_OPDRACHTEN_
(a) Leg in één tot drie zinnen uit waarom de ik-figuur in het zeilverslag verwachtte dat een maand geduld opbrengen lastig zou worden.
(b) Zet het zeilverslag voort na de laatste zin.

_TEKSTFRAGMENT_
Aan de andere kant

Voor vertrek zei een medezeiler, die de Stille oceaan al eens is overgestoken, dat deze trip ‘truly one of life’s great adventures’ is. “Nou, nou, niet zo hoogdravend hoor”, dacht ik, “straks ga je nog zeggen dat het ‘epic’ is, haha. We gaan gewoon een maand op zee zitten. Zeilen, wachtlopen, net als anders, maar dan langer. Dat doen zo veel mensen. Niets bijzonders.”

Maar ik voel me toch een beetje trots. 35 dagen op zee met z’n twee ís bijzonder en bij tijd en wijle best, ehm ja, intens.Bijzonder en intens betekent overigens niet dat dit verslag bol staat van de ‘groots en meeslepende’ of ‘op het puntje van je stoel zitten-spannende’ verhalen. Het leven aan boord is soms (best vaak trouwens) ronduit saai. Zo saai, dat het weer intens wordt. Die intense saaiheid, dat was misschien wel de grootste uitdaging, dacht ik vooraf. Ik was niet bang voor rotweer, hoge golven of het niet in de buurt hebben van hulp, maar saaiheid die je direct of indirect de das omdoet, dat was mijn schrikbeeld. Want ik kan prima ‘niets doen’, ik heb het over het algemeen goed naar m’n zin met mezelf en ik denk dat ik vrij geduldig ben, maar een maand lang geduld hebben met een man die een stuk minder goed is in ‘niets doen’ en niet echt het type van zichzelf ergens aan over geven is, dat moet ook maar net lukken. Een cursus ‘Geduld voor gevorderden’, voor ons allebei. Maar we hebben het geflikt, zonder een deuk in Tiago, ons ego of elkaars hersenen. Daar gaan we…

Dag 1:
Jeeej, we gaan! Op weg naar één van de 250.000 eilanden tussen Panama en Nieuw-Zeeland, het eiland Mangareva in de Gambier-archipel. We racen zo ongeveer de baai van Panama uit. Tiago, Laurens en ik kwispelen vrolijk. We hebben er zin in. In de verte zien we pilot whales uit het water springen. Wat een fantastisch begin. Als twee blije eitjes kijken we elkaar aan. Als het zo blijft….

_GEGEVENSRIJEN_

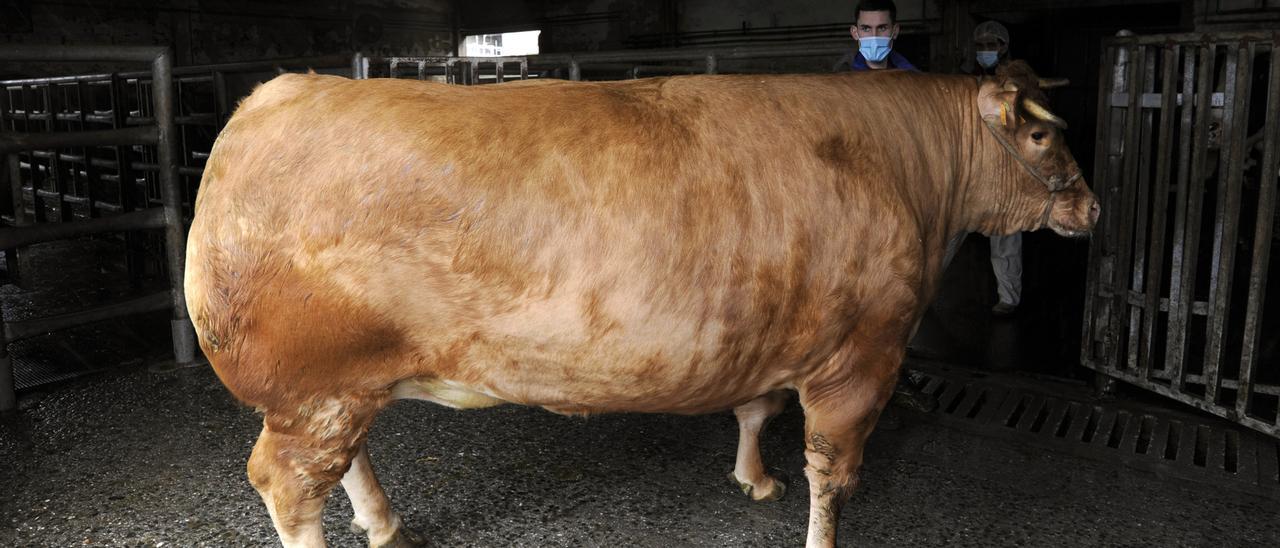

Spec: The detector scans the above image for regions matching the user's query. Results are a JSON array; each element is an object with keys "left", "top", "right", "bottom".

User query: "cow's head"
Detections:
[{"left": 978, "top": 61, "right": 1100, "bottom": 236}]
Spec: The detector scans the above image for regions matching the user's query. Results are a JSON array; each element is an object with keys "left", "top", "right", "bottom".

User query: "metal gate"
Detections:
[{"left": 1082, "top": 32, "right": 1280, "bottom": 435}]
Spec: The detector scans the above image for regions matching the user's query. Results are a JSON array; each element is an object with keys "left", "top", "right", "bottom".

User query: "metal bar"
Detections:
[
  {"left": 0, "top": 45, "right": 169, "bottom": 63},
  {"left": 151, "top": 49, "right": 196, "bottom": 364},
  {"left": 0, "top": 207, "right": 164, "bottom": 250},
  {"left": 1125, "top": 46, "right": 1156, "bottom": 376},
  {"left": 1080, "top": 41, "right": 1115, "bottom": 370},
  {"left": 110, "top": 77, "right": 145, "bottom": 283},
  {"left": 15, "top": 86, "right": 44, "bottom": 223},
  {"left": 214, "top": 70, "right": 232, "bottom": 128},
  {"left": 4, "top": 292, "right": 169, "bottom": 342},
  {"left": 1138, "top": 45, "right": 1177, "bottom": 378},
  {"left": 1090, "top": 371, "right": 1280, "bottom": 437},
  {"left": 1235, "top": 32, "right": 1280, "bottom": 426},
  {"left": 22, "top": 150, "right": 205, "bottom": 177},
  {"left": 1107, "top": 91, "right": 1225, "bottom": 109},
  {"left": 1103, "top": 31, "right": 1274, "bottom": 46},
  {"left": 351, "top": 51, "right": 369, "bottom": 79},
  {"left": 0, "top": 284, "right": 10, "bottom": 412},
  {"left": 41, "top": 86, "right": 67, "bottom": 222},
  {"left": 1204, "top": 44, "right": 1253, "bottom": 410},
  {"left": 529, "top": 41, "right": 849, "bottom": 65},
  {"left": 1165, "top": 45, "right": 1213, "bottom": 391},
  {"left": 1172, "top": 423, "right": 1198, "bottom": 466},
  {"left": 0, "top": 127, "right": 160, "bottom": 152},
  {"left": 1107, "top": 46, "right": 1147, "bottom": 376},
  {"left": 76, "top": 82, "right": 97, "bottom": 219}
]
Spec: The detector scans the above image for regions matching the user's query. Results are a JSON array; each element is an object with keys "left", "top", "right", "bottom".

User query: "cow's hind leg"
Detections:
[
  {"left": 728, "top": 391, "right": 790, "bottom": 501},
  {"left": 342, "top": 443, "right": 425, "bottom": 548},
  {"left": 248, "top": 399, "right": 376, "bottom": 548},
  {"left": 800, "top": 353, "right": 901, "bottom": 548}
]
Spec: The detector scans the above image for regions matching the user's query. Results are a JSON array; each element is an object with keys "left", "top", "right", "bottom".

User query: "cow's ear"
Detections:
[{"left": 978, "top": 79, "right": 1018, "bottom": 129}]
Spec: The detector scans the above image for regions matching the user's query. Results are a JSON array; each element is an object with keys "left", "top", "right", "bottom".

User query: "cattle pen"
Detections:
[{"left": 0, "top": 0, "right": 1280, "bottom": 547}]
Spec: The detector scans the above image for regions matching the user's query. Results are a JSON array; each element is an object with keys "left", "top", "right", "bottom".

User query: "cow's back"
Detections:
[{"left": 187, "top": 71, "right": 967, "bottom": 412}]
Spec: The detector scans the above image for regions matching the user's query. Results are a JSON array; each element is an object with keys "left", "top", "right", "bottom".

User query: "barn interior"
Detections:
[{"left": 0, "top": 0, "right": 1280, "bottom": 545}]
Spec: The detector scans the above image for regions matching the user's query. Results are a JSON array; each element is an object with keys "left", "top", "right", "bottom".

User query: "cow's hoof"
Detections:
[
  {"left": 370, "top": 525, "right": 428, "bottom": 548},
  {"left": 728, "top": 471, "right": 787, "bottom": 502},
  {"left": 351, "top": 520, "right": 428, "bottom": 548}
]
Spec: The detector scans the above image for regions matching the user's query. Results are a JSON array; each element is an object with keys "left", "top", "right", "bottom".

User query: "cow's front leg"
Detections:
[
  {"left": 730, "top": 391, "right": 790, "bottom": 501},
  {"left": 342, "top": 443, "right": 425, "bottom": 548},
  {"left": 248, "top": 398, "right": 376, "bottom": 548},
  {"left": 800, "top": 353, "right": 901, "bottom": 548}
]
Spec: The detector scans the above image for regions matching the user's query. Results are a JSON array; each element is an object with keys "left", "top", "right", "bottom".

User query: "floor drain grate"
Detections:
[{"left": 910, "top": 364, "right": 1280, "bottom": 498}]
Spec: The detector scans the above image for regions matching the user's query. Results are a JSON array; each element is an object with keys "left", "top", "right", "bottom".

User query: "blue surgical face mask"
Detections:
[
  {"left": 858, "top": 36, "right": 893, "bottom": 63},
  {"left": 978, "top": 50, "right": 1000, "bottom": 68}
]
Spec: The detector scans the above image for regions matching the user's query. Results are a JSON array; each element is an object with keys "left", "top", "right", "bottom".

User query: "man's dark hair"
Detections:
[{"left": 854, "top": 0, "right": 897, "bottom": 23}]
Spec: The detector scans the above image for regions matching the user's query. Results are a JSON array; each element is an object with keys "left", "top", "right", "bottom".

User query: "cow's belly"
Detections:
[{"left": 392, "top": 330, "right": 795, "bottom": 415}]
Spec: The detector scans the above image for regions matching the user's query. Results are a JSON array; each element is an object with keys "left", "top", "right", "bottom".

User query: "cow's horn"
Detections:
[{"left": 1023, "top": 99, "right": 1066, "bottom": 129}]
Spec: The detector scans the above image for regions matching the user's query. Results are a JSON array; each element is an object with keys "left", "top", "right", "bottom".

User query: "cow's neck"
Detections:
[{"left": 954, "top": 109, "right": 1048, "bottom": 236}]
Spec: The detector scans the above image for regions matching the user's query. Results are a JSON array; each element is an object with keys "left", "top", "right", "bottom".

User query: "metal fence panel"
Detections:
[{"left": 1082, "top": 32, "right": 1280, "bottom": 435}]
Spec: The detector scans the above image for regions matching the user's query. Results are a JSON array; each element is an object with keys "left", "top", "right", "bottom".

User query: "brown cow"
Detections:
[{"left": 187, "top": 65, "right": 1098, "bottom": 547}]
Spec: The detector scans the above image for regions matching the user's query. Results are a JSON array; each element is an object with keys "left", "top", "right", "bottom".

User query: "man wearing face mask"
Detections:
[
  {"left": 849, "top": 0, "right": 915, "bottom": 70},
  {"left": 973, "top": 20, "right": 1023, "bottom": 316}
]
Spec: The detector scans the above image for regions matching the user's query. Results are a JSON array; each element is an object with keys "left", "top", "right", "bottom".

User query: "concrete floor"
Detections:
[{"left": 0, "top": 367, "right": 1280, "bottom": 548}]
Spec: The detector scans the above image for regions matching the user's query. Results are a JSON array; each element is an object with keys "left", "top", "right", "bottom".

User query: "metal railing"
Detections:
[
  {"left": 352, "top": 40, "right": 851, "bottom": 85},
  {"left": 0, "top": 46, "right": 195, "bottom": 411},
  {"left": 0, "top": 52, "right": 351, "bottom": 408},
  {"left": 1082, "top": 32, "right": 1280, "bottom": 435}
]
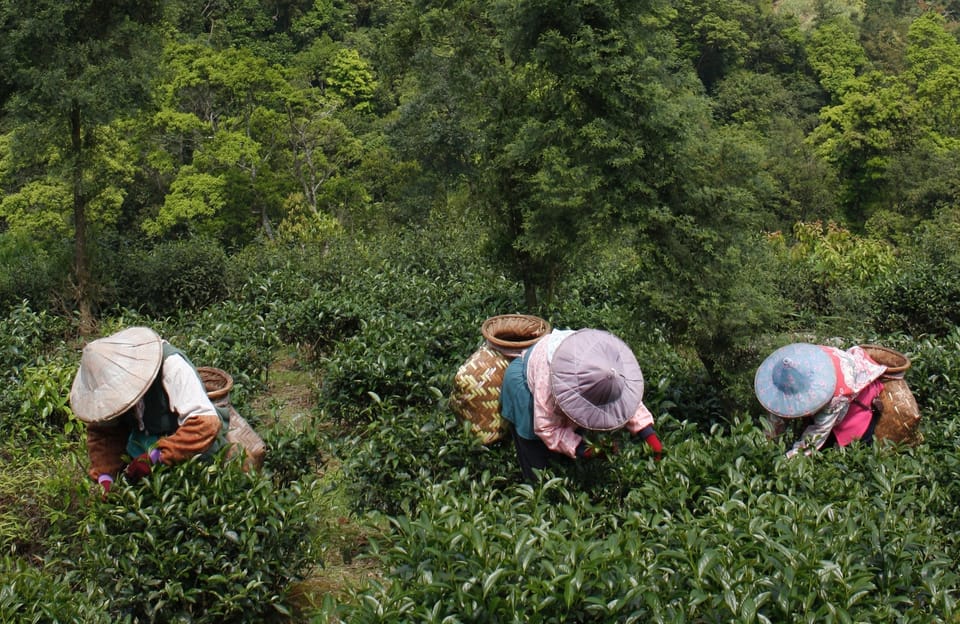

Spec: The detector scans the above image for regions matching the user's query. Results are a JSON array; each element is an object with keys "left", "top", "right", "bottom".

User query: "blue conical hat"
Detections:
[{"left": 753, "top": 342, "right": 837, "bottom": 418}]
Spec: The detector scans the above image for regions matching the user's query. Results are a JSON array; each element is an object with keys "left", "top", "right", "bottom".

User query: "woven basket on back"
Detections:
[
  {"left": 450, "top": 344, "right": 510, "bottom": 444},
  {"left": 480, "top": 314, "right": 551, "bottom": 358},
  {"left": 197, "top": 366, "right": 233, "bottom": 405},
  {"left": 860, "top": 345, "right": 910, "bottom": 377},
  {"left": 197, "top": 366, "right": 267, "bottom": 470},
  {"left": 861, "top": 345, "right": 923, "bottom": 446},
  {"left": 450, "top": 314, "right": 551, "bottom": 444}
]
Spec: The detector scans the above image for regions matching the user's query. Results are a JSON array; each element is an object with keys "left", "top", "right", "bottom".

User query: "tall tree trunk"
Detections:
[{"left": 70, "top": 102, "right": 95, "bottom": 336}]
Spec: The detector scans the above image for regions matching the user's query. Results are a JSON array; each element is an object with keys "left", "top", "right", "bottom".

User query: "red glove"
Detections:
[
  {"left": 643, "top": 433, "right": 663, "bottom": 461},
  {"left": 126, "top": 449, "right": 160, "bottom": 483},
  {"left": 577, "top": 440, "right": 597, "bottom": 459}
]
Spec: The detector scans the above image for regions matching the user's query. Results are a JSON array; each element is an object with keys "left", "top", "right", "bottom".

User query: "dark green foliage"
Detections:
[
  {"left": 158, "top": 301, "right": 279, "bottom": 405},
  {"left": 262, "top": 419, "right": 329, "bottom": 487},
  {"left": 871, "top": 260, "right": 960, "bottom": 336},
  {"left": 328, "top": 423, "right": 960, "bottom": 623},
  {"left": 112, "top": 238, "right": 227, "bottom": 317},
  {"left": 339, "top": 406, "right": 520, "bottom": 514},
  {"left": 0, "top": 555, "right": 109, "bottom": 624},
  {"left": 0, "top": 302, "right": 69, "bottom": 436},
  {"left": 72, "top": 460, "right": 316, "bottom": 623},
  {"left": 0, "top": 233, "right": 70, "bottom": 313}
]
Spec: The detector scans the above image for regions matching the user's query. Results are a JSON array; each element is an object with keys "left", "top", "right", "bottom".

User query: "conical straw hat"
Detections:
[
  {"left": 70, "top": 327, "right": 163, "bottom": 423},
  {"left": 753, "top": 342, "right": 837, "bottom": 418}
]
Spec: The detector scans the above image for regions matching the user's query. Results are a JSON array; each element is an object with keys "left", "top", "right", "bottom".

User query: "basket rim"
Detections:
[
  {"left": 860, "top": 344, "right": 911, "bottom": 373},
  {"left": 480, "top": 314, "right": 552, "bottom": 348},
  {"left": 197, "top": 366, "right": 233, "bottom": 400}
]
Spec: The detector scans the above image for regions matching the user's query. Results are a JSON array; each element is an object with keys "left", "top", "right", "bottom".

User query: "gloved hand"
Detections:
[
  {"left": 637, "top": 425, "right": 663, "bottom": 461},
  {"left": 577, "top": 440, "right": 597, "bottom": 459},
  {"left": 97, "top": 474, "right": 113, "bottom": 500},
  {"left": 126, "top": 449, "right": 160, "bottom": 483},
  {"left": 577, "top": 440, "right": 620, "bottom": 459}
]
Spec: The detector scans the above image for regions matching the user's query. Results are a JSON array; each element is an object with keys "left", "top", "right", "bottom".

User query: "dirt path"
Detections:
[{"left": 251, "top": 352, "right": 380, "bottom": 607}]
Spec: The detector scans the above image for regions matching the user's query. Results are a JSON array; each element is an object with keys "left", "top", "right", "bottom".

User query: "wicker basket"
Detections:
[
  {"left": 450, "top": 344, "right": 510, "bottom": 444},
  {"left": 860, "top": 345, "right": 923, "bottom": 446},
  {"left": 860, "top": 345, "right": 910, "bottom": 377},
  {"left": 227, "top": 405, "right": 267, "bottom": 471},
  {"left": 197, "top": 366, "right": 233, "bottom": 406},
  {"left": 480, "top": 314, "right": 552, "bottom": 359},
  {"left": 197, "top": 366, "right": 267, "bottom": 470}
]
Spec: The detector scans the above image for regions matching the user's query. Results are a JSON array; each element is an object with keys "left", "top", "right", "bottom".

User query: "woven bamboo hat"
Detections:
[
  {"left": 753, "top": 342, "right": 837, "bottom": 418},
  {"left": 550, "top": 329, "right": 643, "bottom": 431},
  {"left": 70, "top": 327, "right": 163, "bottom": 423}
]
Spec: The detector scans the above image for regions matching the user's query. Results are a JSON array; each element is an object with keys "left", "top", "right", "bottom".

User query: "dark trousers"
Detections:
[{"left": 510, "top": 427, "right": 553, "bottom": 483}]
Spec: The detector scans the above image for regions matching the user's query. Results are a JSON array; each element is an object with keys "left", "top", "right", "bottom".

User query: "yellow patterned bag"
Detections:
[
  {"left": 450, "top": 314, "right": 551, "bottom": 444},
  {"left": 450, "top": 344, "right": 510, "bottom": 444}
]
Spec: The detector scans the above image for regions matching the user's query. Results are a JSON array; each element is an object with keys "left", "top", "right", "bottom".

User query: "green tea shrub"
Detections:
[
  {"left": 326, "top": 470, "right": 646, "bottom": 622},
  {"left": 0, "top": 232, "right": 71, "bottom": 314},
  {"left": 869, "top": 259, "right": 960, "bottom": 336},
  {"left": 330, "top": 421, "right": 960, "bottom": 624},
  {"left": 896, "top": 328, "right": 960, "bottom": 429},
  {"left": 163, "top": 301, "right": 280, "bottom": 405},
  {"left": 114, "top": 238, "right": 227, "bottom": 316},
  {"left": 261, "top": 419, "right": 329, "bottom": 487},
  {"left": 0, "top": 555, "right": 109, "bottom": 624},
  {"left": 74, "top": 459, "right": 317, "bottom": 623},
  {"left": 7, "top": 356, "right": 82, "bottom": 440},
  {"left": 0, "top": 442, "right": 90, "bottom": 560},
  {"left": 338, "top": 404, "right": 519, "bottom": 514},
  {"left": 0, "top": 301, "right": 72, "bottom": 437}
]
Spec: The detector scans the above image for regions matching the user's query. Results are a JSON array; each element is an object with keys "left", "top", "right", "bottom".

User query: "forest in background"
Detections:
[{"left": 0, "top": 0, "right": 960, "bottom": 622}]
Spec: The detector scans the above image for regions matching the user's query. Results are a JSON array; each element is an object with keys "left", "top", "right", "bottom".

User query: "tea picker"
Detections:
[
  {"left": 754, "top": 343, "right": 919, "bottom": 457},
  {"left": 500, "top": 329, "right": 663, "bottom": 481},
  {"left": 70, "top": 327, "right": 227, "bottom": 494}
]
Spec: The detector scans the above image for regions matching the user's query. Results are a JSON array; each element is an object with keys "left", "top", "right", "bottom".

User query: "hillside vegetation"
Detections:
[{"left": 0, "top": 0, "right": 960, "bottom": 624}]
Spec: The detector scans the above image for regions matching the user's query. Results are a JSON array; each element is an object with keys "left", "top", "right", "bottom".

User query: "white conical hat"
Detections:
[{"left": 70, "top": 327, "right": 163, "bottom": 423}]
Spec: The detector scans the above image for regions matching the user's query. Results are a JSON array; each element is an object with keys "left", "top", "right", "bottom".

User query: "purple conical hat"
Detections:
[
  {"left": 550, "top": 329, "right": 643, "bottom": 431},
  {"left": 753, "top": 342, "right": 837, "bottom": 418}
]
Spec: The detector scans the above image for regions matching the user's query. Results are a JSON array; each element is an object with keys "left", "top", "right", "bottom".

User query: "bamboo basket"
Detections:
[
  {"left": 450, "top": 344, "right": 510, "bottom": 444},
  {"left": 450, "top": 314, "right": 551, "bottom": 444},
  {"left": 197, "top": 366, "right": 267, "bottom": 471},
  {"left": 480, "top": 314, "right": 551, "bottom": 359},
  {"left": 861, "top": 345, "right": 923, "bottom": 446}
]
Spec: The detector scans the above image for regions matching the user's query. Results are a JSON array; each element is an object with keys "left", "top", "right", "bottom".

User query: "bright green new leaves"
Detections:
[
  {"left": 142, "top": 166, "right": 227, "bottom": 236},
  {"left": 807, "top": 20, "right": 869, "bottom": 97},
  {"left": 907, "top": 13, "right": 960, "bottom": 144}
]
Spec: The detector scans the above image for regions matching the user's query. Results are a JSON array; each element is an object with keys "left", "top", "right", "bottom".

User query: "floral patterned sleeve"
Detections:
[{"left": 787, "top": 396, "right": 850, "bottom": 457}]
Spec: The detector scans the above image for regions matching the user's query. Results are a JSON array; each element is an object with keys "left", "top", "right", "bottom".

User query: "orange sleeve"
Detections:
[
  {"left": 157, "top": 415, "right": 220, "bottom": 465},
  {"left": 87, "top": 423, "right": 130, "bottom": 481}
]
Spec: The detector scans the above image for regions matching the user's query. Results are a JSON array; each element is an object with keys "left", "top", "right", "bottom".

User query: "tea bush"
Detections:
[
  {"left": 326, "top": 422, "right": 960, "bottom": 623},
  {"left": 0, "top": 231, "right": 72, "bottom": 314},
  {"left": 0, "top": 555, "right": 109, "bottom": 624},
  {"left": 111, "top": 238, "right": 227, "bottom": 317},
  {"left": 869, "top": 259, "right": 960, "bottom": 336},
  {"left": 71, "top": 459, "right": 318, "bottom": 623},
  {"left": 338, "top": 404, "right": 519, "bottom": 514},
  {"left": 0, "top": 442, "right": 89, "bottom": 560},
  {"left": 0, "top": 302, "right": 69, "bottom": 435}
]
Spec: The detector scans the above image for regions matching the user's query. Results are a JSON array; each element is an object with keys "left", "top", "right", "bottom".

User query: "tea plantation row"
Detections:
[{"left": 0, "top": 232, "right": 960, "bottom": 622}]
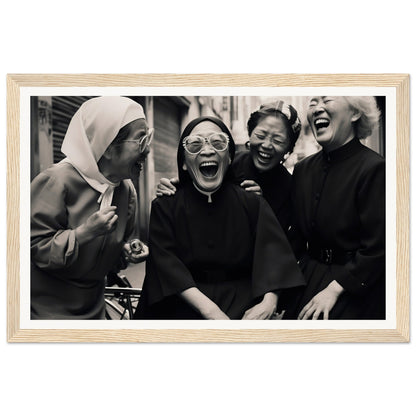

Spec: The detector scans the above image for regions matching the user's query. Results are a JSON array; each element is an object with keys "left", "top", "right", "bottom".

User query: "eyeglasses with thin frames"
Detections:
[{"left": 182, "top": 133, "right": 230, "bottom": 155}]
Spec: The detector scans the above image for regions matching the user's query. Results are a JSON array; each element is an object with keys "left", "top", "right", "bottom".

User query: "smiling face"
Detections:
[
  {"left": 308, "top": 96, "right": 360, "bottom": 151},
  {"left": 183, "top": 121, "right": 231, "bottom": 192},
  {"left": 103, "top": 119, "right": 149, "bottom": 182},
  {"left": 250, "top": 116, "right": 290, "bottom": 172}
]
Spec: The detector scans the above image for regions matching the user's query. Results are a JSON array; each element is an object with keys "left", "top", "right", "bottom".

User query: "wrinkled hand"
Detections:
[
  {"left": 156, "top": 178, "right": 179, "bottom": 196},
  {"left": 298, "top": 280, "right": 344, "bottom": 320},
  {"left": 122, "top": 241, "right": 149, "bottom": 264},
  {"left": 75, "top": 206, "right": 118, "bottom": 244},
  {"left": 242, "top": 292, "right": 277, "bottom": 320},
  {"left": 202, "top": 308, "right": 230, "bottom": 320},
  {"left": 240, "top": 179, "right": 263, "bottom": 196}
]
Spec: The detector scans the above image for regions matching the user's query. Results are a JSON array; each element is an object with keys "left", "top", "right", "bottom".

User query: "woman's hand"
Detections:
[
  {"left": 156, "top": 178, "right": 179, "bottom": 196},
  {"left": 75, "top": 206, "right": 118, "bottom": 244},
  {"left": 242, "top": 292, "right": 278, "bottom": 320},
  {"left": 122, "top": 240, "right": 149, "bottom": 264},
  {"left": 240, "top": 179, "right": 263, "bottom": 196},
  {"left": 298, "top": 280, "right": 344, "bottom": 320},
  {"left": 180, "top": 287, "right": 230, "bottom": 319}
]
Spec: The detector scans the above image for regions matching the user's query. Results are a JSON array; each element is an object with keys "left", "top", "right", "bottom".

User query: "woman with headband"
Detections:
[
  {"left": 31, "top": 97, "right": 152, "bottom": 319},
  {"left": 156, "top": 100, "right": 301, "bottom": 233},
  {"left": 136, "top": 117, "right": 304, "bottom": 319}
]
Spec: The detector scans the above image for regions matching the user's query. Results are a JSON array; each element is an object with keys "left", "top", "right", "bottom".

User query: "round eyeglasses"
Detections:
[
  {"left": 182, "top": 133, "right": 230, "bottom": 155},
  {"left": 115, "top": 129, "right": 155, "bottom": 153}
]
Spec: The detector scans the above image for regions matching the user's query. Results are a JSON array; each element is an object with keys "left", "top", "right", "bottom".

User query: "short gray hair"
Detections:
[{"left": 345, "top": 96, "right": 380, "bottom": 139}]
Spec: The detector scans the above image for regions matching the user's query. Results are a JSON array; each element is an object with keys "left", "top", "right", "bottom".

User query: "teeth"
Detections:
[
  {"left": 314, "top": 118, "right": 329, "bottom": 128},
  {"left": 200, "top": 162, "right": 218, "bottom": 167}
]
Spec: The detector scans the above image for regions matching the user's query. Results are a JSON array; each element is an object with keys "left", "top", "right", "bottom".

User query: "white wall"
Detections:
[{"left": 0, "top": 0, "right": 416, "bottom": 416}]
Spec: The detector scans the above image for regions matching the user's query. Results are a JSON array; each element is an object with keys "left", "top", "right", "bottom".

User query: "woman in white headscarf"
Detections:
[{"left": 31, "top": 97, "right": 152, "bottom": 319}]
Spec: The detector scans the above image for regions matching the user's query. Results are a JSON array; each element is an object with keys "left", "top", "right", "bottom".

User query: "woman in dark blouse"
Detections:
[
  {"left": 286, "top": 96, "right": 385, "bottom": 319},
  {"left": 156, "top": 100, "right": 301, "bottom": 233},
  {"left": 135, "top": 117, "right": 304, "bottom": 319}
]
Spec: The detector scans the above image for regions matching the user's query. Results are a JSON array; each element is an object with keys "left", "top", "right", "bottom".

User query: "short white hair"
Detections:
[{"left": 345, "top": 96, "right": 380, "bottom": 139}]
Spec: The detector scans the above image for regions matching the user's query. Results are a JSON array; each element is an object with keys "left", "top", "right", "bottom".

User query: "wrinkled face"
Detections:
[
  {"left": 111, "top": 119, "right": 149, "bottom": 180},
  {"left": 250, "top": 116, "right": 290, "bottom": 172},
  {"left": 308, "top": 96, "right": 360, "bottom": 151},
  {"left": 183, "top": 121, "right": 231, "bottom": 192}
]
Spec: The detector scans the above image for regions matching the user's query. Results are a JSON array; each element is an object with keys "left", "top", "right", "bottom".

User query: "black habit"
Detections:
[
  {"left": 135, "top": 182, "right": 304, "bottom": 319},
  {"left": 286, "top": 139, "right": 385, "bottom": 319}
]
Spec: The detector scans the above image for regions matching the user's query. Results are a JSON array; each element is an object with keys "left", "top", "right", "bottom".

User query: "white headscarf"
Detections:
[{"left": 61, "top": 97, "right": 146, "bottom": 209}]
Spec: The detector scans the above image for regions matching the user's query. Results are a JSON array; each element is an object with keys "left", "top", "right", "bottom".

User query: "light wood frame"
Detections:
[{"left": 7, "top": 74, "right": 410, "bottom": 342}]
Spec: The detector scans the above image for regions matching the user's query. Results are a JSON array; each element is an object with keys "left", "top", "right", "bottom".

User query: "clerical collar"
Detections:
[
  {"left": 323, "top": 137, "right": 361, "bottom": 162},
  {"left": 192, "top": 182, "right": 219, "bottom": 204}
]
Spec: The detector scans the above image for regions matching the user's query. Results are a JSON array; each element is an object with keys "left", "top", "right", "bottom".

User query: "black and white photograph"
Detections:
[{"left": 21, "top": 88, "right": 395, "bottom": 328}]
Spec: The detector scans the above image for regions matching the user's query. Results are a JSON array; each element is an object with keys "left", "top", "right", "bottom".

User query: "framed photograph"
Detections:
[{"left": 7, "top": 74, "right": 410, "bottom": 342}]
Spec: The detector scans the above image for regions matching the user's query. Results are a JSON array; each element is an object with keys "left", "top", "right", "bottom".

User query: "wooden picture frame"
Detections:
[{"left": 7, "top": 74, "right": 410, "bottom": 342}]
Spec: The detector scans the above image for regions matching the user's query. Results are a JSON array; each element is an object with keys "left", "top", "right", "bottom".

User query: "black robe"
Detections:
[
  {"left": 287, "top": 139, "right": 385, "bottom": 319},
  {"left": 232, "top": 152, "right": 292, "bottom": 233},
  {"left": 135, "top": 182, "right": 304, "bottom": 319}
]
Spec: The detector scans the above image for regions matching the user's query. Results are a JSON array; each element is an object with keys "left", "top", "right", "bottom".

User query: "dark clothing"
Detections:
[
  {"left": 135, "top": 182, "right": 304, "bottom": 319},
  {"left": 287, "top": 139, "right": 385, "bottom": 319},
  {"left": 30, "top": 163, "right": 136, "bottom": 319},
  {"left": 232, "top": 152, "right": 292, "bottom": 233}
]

_ANTWOORDEN PER OPDRACHT_
(a) De ik-figuur kan goed niets doen, heeft het meestal prima naar de zin met zichzelf en is vrij geduldig. De man aan boord is echter een stuk minder goed in niets doen en is niet het type om zich ergens aan over te geven. Een maand lang geduld met hem hebben zou daarom niet vanzelf lukken.

(b)
Dag 3:
Laurens maakt me ’s nachts enthousiast wakker. “Het is zo mooi buiten!” Als ik na een half uur ogenwrijven en gapen om me heen kijk – ik moet nog wat wennen aan het wachtloopritme – zie ik dat hij gelijk heeft. De hemel lijkt naadloos over te gaan in de zee. Zoals de sterren aan de hemel fonkelen, zo laten de algen alles wat in zee leeft schitteren. Grote scholen vis lichten op, haaien zwemmen in een lichtbundel voorbij, dolfijnen spetteren licht in het rond. Het wachtdraaien was nog niet vaak zo spectaculair. Ook overdag spurten de scholen tonijnen, dolfijnen en pilot whales voorbij. Wauw, er is hier zo veel leven!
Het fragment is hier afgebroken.